--- Source material ---
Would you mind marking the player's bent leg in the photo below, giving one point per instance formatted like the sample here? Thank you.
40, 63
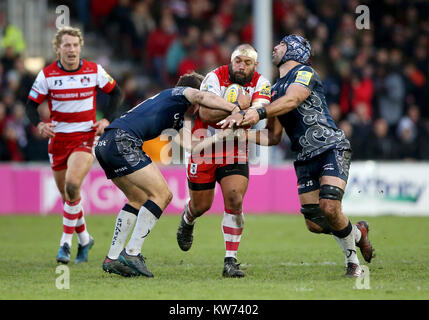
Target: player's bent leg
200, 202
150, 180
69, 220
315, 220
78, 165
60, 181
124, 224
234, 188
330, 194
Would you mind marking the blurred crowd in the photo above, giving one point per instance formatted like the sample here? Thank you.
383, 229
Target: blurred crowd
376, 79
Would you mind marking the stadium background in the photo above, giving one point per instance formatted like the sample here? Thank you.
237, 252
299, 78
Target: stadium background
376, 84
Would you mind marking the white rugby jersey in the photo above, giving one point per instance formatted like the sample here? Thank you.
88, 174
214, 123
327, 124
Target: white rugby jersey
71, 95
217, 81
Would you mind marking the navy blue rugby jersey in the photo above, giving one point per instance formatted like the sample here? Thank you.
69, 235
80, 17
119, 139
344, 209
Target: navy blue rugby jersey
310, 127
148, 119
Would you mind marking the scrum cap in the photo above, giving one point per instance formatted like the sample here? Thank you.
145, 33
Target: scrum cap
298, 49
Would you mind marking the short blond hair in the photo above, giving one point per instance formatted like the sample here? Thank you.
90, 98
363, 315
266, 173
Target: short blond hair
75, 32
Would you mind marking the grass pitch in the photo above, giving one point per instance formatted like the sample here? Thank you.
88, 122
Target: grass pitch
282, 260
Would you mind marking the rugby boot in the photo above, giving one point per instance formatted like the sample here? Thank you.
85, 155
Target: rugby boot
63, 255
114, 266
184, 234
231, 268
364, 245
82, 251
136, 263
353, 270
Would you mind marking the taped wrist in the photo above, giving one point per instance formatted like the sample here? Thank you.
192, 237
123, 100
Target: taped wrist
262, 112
...
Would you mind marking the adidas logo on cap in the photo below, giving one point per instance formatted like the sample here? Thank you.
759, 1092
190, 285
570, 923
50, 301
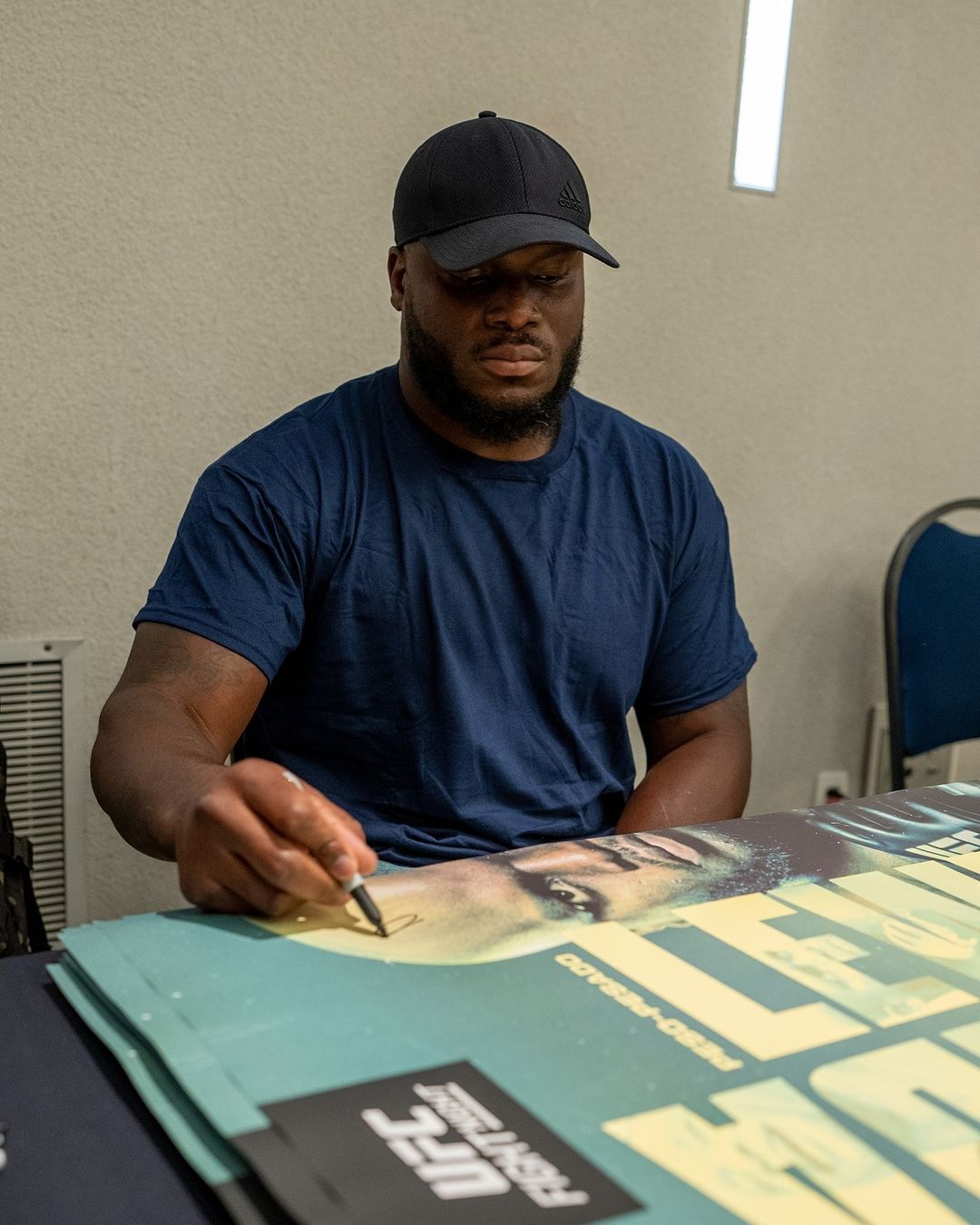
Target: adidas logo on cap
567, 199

--- Stated task ---
How many lines of the records contain the string "logo"? Case counts; give only the number.

--- Written solution ---
2